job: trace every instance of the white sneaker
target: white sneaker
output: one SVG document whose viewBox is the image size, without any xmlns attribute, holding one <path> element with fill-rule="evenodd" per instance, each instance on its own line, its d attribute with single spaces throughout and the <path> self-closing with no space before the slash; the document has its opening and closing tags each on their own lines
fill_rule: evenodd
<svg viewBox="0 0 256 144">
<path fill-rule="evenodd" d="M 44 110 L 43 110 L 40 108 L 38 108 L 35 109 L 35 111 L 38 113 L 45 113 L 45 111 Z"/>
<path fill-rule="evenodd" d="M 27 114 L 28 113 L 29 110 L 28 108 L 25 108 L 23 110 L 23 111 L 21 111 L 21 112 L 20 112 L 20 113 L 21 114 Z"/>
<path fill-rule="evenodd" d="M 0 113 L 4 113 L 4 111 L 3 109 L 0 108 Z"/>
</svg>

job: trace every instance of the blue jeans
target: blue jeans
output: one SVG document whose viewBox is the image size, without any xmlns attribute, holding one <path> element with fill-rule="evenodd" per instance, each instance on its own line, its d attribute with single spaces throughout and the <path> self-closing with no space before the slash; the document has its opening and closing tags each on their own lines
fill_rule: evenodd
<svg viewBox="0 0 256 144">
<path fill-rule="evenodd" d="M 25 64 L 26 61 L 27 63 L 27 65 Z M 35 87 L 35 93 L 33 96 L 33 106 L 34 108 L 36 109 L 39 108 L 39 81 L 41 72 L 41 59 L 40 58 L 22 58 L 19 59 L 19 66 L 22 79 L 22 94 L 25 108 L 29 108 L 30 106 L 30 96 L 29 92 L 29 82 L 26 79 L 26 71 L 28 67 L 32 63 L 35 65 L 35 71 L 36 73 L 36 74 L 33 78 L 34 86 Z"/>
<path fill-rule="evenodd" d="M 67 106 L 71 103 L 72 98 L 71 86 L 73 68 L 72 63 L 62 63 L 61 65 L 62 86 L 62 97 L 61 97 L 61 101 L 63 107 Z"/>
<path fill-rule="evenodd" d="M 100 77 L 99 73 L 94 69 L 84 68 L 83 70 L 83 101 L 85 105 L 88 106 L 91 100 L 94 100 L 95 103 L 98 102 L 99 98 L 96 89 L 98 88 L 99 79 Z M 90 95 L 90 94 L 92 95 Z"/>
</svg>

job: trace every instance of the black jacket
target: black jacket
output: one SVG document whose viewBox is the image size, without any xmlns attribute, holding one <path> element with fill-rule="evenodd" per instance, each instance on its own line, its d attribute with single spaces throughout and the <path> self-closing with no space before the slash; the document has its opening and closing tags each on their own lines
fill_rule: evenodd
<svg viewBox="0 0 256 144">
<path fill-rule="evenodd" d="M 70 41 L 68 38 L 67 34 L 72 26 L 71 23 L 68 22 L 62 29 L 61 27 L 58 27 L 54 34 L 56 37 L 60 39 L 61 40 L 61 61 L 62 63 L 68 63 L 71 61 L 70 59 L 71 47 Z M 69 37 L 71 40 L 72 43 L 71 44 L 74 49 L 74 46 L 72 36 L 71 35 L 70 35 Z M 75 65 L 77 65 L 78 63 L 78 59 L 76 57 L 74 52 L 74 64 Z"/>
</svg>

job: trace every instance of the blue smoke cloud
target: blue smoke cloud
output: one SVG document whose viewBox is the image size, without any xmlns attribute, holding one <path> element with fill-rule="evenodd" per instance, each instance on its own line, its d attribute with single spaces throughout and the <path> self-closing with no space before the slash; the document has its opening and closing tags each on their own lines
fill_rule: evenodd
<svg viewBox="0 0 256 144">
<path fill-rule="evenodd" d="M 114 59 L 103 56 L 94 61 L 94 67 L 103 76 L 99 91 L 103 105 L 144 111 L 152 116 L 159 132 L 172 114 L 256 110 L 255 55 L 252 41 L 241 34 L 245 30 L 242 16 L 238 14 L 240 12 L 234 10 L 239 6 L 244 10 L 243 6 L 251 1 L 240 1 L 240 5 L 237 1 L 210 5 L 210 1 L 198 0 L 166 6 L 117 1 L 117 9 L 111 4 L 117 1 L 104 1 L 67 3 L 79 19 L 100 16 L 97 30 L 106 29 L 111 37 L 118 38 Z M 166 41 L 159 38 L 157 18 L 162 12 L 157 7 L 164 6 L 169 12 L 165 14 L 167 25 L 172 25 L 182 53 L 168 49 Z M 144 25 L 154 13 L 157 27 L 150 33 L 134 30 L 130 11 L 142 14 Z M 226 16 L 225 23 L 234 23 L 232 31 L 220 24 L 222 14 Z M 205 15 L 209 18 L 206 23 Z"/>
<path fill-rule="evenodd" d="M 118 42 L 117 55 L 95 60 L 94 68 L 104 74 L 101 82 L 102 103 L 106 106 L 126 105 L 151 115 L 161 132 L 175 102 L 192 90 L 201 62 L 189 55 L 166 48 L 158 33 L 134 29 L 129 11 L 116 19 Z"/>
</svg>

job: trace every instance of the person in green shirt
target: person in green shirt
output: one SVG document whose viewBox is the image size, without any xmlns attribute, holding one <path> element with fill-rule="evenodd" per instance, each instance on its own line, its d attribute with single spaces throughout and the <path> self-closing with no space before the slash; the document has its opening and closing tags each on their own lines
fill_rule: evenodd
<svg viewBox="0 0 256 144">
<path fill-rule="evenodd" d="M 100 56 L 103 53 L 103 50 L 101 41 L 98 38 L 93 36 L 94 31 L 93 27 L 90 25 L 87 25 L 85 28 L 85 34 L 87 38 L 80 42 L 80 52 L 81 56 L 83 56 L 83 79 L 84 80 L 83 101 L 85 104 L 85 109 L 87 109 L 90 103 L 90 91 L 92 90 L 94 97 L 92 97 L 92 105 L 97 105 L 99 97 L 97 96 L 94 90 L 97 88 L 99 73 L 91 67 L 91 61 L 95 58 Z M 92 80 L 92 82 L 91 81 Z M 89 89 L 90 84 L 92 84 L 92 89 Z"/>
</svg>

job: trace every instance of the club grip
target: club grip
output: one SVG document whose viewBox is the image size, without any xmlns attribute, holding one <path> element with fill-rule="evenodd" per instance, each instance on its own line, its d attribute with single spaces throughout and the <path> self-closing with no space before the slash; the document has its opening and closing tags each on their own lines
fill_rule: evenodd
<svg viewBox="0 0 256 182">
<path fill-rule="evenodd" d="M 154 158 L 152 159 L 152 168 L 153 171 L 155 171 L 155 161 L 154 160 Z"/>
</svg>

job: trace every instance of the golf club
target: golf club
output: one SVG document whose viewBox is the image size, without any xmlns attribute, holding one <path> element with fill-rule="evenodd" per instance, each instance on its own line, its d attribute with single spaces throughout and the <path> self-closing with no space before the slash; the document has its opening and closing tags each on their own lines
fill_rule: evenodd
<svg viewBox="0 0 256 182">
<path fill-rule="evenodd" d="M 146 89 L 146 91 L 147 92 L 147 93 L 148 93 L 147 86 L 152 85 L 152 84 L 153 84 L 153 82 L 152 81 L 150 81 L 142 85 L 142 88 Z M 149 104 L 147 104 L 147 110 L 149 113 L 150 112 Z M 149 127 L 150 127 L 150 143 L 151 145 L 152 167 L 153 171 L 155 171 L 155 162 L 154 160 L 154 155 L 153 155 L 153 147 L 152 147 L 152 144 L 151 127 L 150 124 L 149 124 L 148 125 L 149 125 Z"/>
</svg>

----------------------------------------

Exercise goal —
Arrange all the lines above as a Markdown table with two columns, Row and Line. Number each line in Row and leave out the blank lines.

Answer to this task —
| Row | Line |
|---|---|
| 1 | job: trace every instance of the white sneaker |
| 2 | target: white sneaker |
| 3 | output: one SVG document whose viewBox is the image size, without any xmlns attribute, holding one <path> element with fill-rule="evenodd" per instance, each instance on its own line, its d attribute with single spaces throughout and the <path> self-closing with no space before the slash; the document has its opening and closing tags each on their own lines |
| 4 | fill_rule: evenodd |
| 5 | <svg viewBox="0 0 256 144"> |
| 6 | <path fill-rule="evenodd" d="M 44 110 L 43 110 L 40 108 L 38 108 L 35 109 L 35 111 L 38 113 L 45 113 L 45 111 Z"/> |
| 7 | <path fill-rule="evenodd" d="M 27 114 L 28 113 L 29 110 L 28 108 L 25 108 L 23 110 L 23 111 L 21 111 L 21 112 L 20 112 L 20 113 L 21 114 Z"/> |
| 8 | <path fill-rule="evenodd" d="M 0 113 L 4 113 L 4 111 L 3 109 L 0 108 Z"/> |
| 9 | </svg> |
| 10 | job: trace every instance of the blue jeans |
| 11 | target: blue jeans |
| 12 | output: one SVG document whose viewBox is the image size, without any xmlns attribute, holding one <path> element with fill-rule="evenodd" per instance, each instance on its own line, its d attribute with single spaces throughout and the <path> self-closing with no space before the slash; the document has its opening and closing tags each on their own lines |
| 13 | fill_rule: evenodd |
| 14 | <svg viewBox="0 0 256 144"> |
| 15 | <path fill-rule="evenodd" d="M 25 64 L 26 61 L 27 63 L 27 65 Z M 35 87 L 35 93 L 33 96 L 33 106 L 34 108 L 36 109 L 39 108 L 39 81 L 41 72 L 41 59 L 40 58 L 22 58 L 19 59 L 19 66 L 22 79 L 22 94 L 25 108 L 29 108 L 30 106 L 30 96 L 29 92 L 29 82 L 26 79 L 26 71 L 28 67 L 32 63 L 35 65 L 35 71 L 36 73 L 36 74 L 33 78 L 34 86 Z"/> |
| 16 | <path fill-rule="evenodd" d="M 67 106 L 71 103 L 72 98 L 71 86 L 73 68 L 72 63 L 62 63 L 61 65 L 62 86 L 62 97 L 61 97 L 61 101 L 63 107 Z"/> |
| 17 | <path fill-rule="evenodd" d="M 100 77 L 99 73 L 94 69 L 84 68 L 83 70 L 83 101 L 85 105 L 88 106 L 91 100 L 94 100 L 95 103 L 98 102 L 99 98 L 96 89 L 98 88 L 99 79 Z M 90 95 L 90 94 L 92 95 Z"/> |
| 18 | </svg> |
| 19 | job: trace every instance of the black jacket |
| 20 | target: black jacket |
| 21 | output: one SVG document whose viewBox is the image size, without any xmlns attribute, holding one <path> element with fill-rule="evenodd" per instance, each instance on its own line, its d attribute with single spaces throughout and the <path> self-closing with no space before the slash; the document has its opening and closing tags each on their own lines |
| 22 | fill_rule: evenodd |
| 23 | <svg viewBox="0 0 256 144"> |
| 24 | <path fill-rule="evenodd" d="M 70 41 L 68 38 L 67 34 L 72 26 L 71 23 L 68 22 L 62 29 L 61 27 L 58 27 L 54 34 L 56 37 L 60 39 L 61 40 L 61 61 L 62 63 L 68 63 L 71 61 L 70 59 L 71 47 Z M 69 37 L 71 40 L 72 43 L 71 44 L 74 49 L 74 46 L 72 36 L 71 35 L 70 35 Z M 75 65 L 77 65 L 78 63 L 78 59 L 76 57 L 74 52 L 74 64 Z"/> |
| 25 | </svg> |
| 26 | job: trace every instance of the blue smoke cloud |
| 27 | target: blue smoke cloud |
| 28 | output: one SVG document whose viewBox is the image size, without any xmlns attribute, holding one <path> element with fill-rule="evenodd" per instance, each instance on its own line, its d attribute with single spaces throughout and the <path> self-closing with no space before the slash; the document has its opening and closing tags each on their own lines |
| 29 | fill_rule: evenodd |
| 30 | <svg viewBox="0 0 256 144"> |
| 31 | <path fill-rule="evenodd" d="M 114 59 L 103 56 L 94 61 L 94 67 L 103 76 L 99 91 L 103 105 L 144 111 L 152 116 L 159 132 L 172 114 L 256 110 L 255 55 L 252 41 L 241 34 L 245 30 L 242 16 L 238 14 L 240 12 L 234 10 L 239 6 L 244 10 L 243 6 L 251 1 L 240 1 L 240 5 L 237 1 L 210 5 L 210 1 L 198 0 L 166 6 L 117 1 L 117 9 L 111 4 L 117 1 L 104 1 L 67 3 L 79 19 L 100 16 L 97 30 L 106 29 L 111 37 L 118 38 Z M 166 41 L 159 38 L 157 18 L 162 12 L 157 7 L 164 6 L 169 12 L 165 14 L 167 25 L 172 25 L 182 53 L 168 49 Z M 144 25 L 154 13 L 157 27 L 150 33 L 134 30 L 130 11 L 142 14 Z M 226 16 L 225 23 L 234 23 L 232 31 L 220 24 L 222 14 Z M 205 15 L 209 18 L 206 23 Z"/> |
| 32 | <path fill-rule="evenodd" d="M 118 42 L 117 55 L 95 60 L 94 68 L 104 74 L 101 82 L 102 103 L 106 106 L 126 105 L 151 115 L 161 132 L 175 102 L 192 90 L 201 62 L 189 55 L 166 48 L 158 33 L 134 29 L 129 11 L 116 19 Z"/> |
| 33 | </svg> |
| 34 | job: trace every instance of the person in green shirt |
| 35 | target: person in green shirt |
| 36 | output: one SVG document whose viewBox is the image size, without any xmlns attribute, holding one <path> element with fill-rule="evenodd" per instance, each instance on its own line, its d attribute with single spaces throughout and the <path> self-closing with no space before the slash; the document has its opening and closing tags each on their own lines |
| 37 | fill_rule: evenodd |
| 38 | <svg viewBox="0 0 256 144"> |
| 39 | <path fill-rule="evenodd" d="M 100 56 L 103 53 L 103 50 L 101 41 L 98 38 L 93 36 L 94 31 L 93 27 L 90 25 L 87 25 L 85 28 L 85 34 L 87 38 L 80 42 L 80 52 L 81 56 L 83 56 L 83 79 L 84 80 L 83 101 L 85 104 L 85 109 L 87 109 L 90 103 L 90 91 L 92 90 L 94 97 L 92 97 L 92 105 L 97 105 L 99 97 L 97 96 L 94 90 L 97 88 L 99 73 L 91 67 L 91 61 L 95 58 Z M 92 80 L 92 82 L 91 81 Z M 89 89 L 90 84 L 92 84 L 92 89 Z"/> |
| 40 | </svg> |
| 41 | job: trace every instance of the club grip |
| 42 | target: club grip |
| 43 | output: one SVG document whose viewBox is the image size, without any xmlns attribute, holding one <path> element with fill-rule="evenodd" per instance, each instance on its own line, its d attribute with single spaces throughout and the <path> self-closing with no space before the slash; the document has its opening and closing tags each on their own lines |
| 44 | fill_rule: evenodd |
| 45 | <svg viewBox="0 0 256 182"> |
| 46 | <path fill-rule="evenodd" d="M 154 158 L 152 159 L 152 168 L 153 171 L 155 171 L 155 161 L 154 160 Z"/> |
| 47 | </svg> |
| 48 | job: trace every instance of the golf club |
| 49 | target: golf club |
| 50 | output: one SVG document whose viewBox is the image size, without any xmlns attribute, holding one <path> element with fill-rule="evenodd" per instance, each instance on its own line, its d attribute with single spaces throughout and the <path> self-closing with no space before the slash; the document has its opening and closing tags each on their own lines |
| 51 | fill_rule: evenodd |
| 52 | <svg viewBox="0 0 256 182"> |
| 53 | <path fill-rule="evenodd" d="M 146 89 L 146 91 L 147 92 L 147 93 L 148 93 L 147 86 L 152 85 L 152 84 L 153 84 L 153 82 L 152 81 L 150 81 L 142 85 L 142 88 Z M 149 104 L 147 104 L 147 110 L 149 113 L 150 112 Z M 149 127 L 150 127 L 150 143 L 151 145 L 152 167 L 153 171 L 155 171 L 155 162 L 154 160 L 154 155 L 153 155 L 153 147 L 152 147 L 152 144 L 151 127 L 150 124 L 149 124 L 148 125 L 149 125 Z"/> |
| 54 | </svg> |